→ **Testo selezionato**
Borgata Podio (Puy in Occitano), San Damiano Macra. Se uno sapesse realmente di trovarsi dove si trova, si spaventerebbe al punto da lasciarsi sopraffare dal buio e dal silenzio. Perchè di questo trattasi.
Una strada che lascia Dronero, i suoi alberi di kiwi, i suoi ponti, le sue macellerie e i suoi frutti di bosco e che si inerpica per la Val Maira, una di quelle che portano verso la Francia, una di quelle dove si parla occitano e dove non c’è quell’immagine condivisa per argomentare durante una cena. Troppo lontano da quello scibile calpestato e molesto che impegna e non lascia.
La salita verso Lo Puy, fatta due volte, a distanza di un mese, è priva del fascino pacchiano e ha qualcosa dell’assenza di solidarietà miscelata ad ansia. È un bosco, una strada dissestata, una vista a tratti apatica e una serie di curve che non si sa né se portino, né se abbiano una fine. E così mi trovo, senza attesa, gettato in un ammasso di pietre, case abbandonate e assoluta desolazione, quasi ascetica. Le voci hanno un’eco ma non una risposta. Il giro perlustrativo mi richiama a qualcosa di conosciuto. C’è del fumo che esce dal camino e finalmente sentiamo dei passi che si accingono verso una porta. Il borgo, una decina di case, di cui più della metà abbandonate, ha un’anima, un’interprete e un nome: Marta.
Racconta, gestisce, educa e vende. Suo marito Giorgio è silenzioso (ancorchè il suo silenzio abbia un limite… non so di quale fiducia abbia bisogno, ma quando si apre è una narrazione… sarà il suo rapporto filosofico con la letteratura russa, magari non quella di Gogol, ma quella di Nabokov, ad averlo interiorizzato come fosse un entomologo del formaggio di capra e un centellinatore di parole…), quasi un’ombra. Affetta il formaggio, guarda i figli (sono cinque, dispersi tra musica, libri, gite e pastorizia) e passeggia, mettendo a posto scaffalature o tavoli. La parola è un suppellettile di cui può chiaramente fare a meno. Marta ha una tenuta più radical chic, anche nella comunicazione. È più mondana e, probabilmente, in quanto medico (se non ho capito male, il suo sogno era quello del medico condotto nel paesino di vallata… un dottor Akagi in lingua d’oc e sandalo birkenstock), ha il desiderio della relazione. Chiacchiera, oltre a parlare.

→ **Descrizione del compito**
Nel testo sulla borgata Podio, riscrivi il passo da "La salita verso" a "un nome: Marta." sostituendo "borgo" con "villaggio".

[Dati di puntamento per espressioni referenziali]

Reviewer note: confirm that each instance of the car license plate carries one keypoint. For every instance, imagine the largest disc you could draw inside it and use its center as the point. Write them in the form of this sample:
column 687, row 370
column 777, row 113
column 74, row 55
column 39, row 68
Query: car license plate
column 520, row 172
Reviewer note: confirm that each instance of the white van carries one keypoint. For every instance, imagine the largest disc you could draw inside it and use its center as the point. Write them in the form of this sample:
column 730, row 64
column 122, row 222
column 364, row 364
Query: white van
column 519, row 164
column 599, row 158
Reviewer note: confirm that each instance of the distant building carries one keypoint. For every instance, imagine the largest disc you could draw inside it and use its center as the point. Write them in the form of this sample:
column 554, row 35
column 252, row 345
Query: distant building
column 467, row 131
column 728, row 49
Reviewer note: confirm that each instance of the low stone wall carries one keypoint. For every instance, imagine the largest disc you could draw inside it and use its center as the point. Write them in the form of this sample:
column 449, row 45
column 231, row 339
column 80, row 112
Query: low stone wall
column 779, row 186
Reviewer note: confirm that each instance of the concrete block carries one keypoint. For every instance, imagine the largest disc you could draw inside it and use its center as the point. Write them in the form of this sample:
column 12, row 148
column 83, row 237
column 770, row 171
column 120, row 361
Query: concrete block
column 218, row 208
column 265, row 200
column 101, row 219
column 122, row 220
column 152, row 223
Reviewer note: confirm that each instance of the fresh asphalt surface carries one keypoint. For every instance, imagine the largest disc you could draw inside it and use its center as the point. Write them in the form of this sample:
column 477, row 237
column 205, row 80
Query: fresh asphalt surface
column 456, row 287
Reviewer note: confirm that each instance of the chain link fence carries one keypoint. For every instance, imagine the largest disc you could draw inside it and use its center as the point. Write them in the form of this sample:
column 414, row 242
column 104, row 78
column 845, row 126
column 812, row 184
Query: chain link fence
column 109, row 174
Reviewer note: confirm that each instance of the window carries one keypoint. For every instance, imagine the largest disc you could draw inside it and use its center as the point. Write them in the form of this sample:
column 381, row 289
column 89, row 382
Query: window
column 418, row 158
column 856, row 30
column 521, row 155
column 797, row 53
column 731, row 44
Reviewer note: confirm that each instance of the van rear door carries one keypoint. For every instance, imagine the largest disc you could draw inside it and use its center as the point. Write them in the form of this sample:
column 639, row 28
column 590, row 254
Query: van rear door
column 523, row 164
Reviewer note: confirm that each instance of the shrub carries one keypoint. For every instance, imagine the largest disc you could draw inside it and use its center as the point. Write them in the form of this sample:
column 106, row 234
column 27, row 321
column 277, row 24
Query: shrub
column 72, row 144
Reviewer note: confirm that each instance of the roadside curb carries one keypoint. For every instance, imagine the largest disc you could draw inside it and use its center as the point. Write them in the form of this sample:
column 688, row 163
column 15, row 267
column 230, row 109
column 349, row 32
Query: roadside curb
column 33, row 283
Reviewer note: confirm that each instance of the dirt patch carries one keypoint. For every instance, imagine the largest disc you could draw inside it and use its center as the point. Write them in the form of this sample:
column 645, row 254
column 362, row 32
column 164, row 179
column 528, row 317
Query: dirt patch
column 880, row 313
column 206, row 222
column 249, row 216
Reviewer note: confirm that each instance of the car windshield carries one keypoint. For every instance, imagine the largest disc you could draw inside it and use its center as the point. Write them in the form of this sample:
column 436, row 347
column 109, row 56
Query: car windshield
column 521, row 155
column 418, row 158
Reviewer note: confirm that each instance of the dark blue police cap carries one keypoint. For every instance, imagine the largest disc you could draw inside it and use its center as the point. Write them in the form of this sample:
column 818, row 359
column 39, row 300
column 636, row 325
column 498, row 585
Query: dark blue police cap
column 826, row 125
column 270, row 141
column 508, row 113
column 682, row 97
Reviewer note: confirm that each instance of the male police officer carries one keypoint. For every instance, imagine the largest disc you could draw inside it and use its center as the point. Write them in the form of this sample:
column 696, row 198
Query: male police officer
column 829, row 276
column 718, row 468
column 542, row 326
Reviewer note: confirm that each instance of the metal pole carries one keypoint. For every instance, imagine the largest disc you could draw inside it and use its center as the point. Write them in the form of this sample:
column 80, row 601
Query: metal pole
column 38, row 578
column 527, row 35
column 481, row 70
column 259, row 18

→ **Compito svolto**
La salita verso Lo Puy, fatta due volte, a distanza di un mese, è priva del fascino pacchiano e ha qualcosa dell’assenza di solidarietà miscelata ad ansia. È un bosco, una strada dissestata, una vista a tratti apatica e una serie di curve che non si sa né se portino, né se abbiano una fine. E così mi trovo, senza attesa, gettato in un ammasso di pietre, case abbandonate e assoluta desolazione, quasi ascetica. Le voci hanno un’eco ma non una risposta. Il giro perlustrativo mi richiama a qualcosa di conosciuto. C’è del fumo che esce dal camino e finalmente sentiamo dei passi che si accingono verso una porta. Il villaggio, una decina di case, di cui più della metà abbandonate, ha un’anima, un’interprete e un nome: Marta.